### What is being asked
Output the records exactly. Include every line.

* * * *

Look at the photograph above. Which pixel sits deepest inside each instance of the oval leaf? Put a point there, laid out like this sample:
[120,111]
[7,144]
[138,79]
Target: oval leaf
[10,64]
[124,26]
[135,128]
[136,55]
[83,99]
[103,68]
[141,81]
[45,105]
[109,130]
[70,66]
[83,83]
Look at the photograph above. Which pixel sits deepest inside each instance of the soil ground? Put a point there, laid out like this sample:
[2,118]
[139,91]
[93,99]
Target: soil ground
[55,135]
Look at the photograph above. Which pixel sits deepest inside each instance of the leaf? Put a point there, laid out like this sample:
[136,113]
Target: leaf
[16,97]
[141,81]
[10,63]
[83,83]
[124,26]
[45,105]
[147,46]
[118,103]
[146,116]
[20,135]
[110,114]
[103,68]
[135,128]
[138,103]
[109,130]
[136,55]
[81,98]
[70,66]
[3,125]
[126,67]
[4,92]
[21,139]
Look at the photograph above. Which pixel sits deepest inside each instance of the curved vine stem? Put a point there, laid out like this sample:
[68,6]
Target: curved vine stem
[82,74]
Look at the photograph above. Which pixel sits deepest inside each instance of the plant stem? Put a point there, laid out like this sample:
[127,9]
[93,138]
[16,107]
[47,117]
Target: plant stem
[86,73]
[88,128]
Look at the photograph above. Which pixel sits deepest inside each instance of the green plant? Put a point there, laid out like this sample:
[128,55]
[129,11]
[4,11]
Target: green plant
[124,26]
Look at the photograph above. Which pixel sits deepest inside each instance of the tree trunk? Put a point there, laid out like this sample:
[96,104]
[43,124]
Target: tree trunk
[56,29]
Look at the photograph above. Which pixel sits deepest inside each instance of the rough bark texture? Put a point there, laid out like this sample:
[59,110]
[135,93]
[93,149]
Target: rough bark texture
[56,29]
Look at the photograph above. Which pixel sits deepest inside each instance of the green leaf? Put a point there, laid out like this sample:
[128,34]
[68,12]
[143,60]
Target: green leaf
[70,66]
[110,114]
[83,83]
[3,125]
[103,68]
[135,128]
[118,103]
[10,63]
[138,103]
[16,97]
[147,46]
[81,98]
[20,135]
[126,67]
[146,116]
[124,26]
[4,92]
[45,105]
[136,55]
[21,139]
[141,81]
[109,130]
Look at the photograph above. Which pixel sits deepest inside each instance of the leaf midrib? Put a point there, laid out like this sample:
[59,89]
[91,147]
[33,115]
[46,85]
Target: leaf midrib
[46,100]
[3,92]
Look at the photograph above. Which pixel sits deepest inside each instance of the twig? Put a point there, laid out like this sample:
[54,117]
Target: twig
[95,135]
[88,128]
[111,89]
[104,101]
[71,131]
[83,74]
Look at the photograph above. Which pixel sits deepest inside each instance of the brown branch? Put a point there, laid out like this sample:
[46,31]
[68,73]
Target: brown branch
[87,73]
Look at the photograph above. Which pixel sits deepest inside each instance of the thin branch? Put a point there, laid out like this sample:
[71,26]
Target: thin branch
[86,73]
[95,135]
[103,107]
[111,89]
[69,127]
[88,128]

* * * *

### Exercise output
Look at the photograph above. Which pixel sits deepest inside each instance of the oval leaf? Put a point there, laid out like this sample:
[120,111]
[7,144]
[138,79]
Target: oval leaf
[10,64]
[124,26]
[135,128]
[136,55]
[83,99]
[103,68]
[141,81]
[45,105]
[109,130]
[70,66]
[83,83]
Look at the photograph above. Which pixel sits deepest inside each instance of the soil ground? Put a point there, laid out like this sample:
[2,118]
[139,91]
[93,99]
Target: soil ground
[55,135]
Look at the photograph above. Which pixel sits deepest inside each instance of the leaf? Put a point there, laid out like this sample:
[136,113]
Target: leaf
[16,97]
[141,81]
[10,63]
[83,83]
[124,26]
[45,105]
[147,46]
[118,103]
[146,116]
[20,135]
[110,114]
[103,68]
[135,128]
[138,103]
[109,130]
[136,55]
[81,98]
[70,66]
[3,125]
[126,67]
[4,92]
[21,139]
Look at the photograph above. Which pixel sits deepest inside each instance of the curved vine stem? Put a point there, laid out like this sample:
[68,6]
Target: curved vine stem
[82,74]
Look at the photograph above. Which pixel sits deepest inside each instance of the plant stem? Put a point there, laid out like this sample:
[127,9]
[93,138]
[16,107]
[47,117]
Target: plant stem
[86,73]
[88,128]
Look at the photograph above. Which pixel sits deepest inside each instance of the green plant? Put a point there, laid out like this sample:
[128,55]
[129,11]
[4,11]
Target: green plant
[124,26]
Look at the photograph above. Which pixel sits deepest inside each instance of the tree trunk? Put a point there, laid out like this sample:
[96,104]
[43,124]
Target: tree trunk
[56,29]
Look at the photograph above. Which pixel sits deepest inside each instance of the rough bark texture? Put a point there, laid out like this sample:
[59,110]
[135,93]
[93,149]
Target: rough bark texture
[56,29]
Look at the photograph above. Which pixel sits deepest inside each instance of the green leaf? Put a point there, laid out like this sample:
[128,34]
[68,12]
[143,60]
Target: green leaf
[70,66]
[110,114]
[83,83]
[3,125]
[103,68]
[135,128]
[118,103]
[10,63]
[138,103]
[16,97]
[147,46]
[81,98]
[20,135]
[126,67]
[146,116]
[124,26]
[4,92]
[45,105]
[136,55]
[21,139]
[141,81]
[109,130]
Look at the photograph above. Which pixel sits deepest inside each instance of the leaf midrib? Put a point there, laid out like this sample:
[59,89]
[91,147]
[33,115]
[46,85]
Target: leaf midrib
[46,100]
[3,92]
Look at the photograph above. Which pixel sits deepest inside each instance of the twig? Put a point there, laid out like this sample:
[54,117]
Target: twig
[95,135]
[88,128]
[111,89]
[104,101]
[71,131]
[83,74]
Look at the photograph above. Which pixel sits deepest inside each instance of the brown branch? Put a point there, laid out like this sample:
[46,31]
[68,73]
Target: brown branch
[87,73]
Look at the photograph above. Which pixel sits deepest inside each instance of the thin branch? Put a point there, laid out like this sample:
[71,26]
Target: thin branch
[86,73]
[95,135]
[103,107]
[111,89]
[69,127]
[88,128]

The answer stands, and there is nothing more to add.